GIVEN REQUEST - Copy out each of the lines below word for word, keeping their order.

RECORD SET -
....................

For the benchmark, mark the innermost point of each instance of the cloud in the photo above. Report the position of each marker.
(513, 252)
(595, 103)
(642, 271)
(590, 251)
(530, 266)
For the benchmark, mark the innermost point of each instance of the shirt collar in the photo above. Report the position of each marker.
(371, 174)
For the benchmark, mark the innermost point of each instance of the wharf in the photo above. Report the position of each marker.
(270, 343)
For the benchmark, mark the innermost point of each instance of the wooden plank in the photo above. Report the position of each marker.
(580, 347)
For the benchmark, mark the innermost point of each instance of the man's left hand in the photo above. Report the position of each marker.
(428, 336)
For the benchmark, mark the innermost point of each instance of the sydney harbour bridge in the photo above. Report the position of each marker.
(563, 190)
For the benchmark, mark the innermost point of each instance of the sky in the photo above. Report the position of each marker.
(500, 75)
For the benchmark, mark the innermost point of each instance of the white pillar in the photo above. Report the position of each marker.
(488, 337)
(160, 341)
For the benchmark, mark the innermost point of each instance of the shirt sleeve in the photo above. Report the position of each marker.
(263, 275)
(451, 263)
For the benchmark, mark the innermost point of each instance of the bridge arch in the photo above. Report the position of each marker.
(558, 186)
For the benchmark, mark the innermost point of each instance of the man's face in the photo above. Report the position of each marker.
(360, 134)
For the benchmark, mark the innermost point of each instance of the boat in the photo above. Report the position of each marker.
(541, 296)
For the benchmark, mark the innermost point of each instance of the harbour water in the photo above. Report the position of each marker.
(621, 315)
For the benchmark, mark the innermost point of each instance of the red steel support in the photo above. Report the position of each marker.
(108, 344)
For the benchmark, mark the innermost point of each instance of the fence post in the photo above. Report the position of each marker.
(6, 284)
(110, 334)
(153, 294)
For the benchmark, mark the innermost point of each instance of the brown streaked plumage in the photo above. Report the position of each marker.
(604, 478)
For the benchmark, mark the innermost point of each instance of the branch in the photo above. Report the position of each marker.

....................

FULL ANSWER -
For the benchmark, mark the innermost point of each instance of the cloud in the photo above. Report the position of each marker.
(513, 252)
(595, 103)
(642, 271)
(590, 251)
(530, 266)
For the benchmark, mark the innermost point of each instance of the shirt collar in the photo above. Report the position of each marker.
(371, 174)
For the benchmark, mark the innermost point of each instance of the wharf in the photo above. Report the position of each marker.
(270, 343)
For the benchmark, mark the innermost point of each instance of the wooden plank in the photo above. Report the position of each marker.
(580, 347)
For the benchmark, mark the innermost point of each instance of the man's left hand in the photo above. Report the position of each marker.
(428, 336)
For the benchmark, mark the innermost point of each instance of the sydney harbour bridge in the photo above. Report the position of each marker.
(563, 190)
For the benchmark, mark the innermost point of each instance of the sky in the photo above. Report the position of each marker.
(500, 75)
For the benchmark, mark the innermost point of each instance of the white pillar in the photo above. Report the position of each marker.
(488, 337)
(160, 341)
For the benchmark, mark the innermost point of each instance of the shirt sleeve in the photo above. Report the position of each marker.
(263, 275)
(451, 263)
For the benchmark, mark the innermost point of each instance of the bridge arch in the photo above. Report the position of each marker.
(558, 186)
For the benchmark, mark the innermost point of each instance of the man's face in the photo above. Report the position of each marker.
(360, 134)
For the benchmark, mark the innermost point of each instance of the boat in the photo above. Report the position of each marker.
(541, 296)
For the benchmark, mark the innermost point of each instance of the harbour water in the photo above. Report the position of each marker.
(621, 315)
For the benchmark, mark the innermost point of each instance of the red steel support in the photo above. Report the position of each marker.
(108, 344)
For the benchmark, mark the innermost point of each instance of the fence post in the photo above. Report the position of each marker.
(6, 284)
(110, 334)
(153, 294)
For the benchmark, mark the innermost point of each instance of the brown streaked plumage in the photo above. Report the position of each marker.
(604, 478)
For the benchmark, mark the innermost point of each instance of the branch in the photo above. Report the position of each marker.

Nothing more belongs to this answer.